Word for word, set down every line of the entries below from the line with "Expected: one point per instance of the woman's leg, with" to the line with "[[70, 143]]", including both, and no other line.
╭─ EXERCISE DATA
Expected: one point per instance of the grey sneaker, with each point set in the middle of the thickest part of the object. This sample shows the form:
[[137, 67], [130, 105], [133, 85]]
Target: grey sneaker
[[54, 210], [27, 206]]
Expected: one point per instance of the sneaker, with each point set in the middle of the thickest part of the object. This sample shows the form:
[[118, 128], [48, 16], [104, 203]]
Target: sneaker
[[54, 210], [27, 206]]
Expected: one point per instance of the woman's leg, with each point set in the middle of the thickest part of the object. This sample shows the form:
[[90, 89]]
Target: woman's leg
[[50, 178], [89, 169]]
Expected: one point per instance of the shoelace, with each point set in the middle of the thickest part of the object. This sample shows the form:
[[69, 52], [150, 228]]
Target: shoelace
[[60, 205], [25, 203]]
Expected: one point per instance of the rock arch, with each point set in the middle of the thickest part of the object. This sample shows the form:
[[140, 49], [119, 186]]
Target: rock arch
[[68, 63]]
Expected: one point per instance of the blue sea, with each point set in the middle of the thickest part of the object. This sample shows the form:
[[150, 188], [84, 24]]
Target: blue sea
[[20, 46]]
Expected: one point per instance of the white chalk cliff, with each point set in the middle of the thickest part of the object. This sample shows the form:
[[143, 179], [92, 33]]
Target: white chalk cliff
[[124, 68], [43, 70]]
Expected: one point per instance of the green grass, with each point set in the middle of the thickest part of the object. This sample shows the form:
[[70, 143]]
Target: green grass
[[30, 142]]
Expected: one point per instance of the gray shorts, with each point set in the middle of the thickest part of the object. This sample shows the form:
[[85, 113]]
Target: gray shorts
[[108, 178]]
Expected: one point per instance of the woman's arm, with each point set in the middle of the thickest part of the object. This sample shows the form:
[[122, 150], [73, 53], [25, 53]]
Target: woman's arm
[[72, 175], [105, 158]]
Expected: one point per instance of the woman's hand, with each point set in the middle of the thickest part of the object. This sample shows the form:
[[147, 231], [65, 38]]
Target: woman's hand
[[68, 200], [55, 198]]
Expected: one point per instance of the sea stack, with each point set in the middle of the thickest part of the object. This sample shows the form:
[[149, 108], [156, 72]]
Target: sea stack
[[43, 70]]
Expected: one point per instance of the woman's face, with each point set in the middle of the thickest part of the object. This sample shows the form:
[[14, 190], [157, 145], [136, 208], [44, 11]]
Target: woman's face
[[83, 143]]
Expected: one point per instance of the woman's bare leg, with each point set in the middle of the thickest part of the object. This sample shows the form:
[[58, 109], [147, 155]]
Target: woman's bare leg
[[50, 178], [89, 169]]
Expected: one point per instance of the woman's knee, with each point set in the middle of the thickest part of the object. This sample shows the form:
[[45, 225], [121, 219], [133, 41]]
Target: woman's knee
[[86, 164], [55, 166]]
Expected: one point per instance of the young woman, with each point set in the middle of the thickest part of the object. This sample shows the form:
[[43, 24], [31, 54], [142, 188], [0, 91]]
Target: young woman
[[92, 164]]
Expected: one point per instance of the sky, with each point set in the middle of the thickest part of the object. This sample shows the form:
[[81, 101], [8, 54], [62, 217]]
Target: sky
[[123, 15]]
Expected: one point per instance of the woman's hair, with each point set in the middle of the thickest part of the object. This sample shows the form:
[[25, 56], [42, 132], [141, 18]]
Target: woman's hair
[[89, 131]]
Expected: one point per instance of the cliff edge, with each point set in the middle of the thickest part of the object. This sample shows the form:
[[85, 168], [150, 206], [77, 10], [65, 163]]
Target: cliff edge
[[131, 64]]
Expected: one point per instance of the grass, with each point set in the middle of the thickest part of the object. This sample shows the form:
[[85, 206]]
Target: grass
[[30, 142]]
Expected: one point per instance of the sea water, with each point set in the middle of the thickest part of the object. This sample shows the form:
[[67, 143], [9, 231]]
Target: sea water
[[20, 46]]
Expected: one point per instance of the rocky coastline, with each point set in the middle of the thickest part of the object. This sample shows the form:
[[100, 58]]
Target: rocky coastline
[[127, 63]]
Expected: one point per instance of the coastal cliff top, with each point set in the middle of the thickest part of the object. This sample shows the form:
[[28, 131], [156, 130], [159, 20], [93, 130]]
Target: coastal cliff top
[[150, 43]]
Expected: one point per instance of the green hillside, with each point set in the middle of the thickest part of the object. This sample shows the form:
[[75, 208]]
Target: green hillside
╰─
[REPLY]:
Expected: one point per instance of the woman's leg, with each point set in the middle of the thickest part of the object. This sample shows the form:
[[90, 89]]
Target: woman's leg
[[50, 178], [89, 169]]
Expected: one point per instance of the shoelace, with each point set in the middle of the thickest part of the object. This sample shows the form:
[[69, 52], [150, 228]]
Target: shoelace
[[60, 205], [25, 203]]
Expected: one point per instance of the rock arch, with each point set in the middle of the thickest part of the object. This sample shows the form:
[[140, 49], [119, 186]]
Target: rock arch
[[68, 63]]
Expected: one point per instance of the blue sea, with each point set in the middle of the thickest part of the object. This sample shows the form:
[[150, 188], [84, 24]]
Target: blue sea
[[20, 46]]
Expected: one point per instance of the white chalk cliff, with each point set in the middle of the thickest part of the object. This sample shows the form:
[[143, 179], [92, 33]]
Target: white chalk cliff
[[124, 68], [43, 70]]
Expected: one point per instance of the green grass, with each point set in the middle of the thickest part of the object. This sample shows the form:
[[70, 143]]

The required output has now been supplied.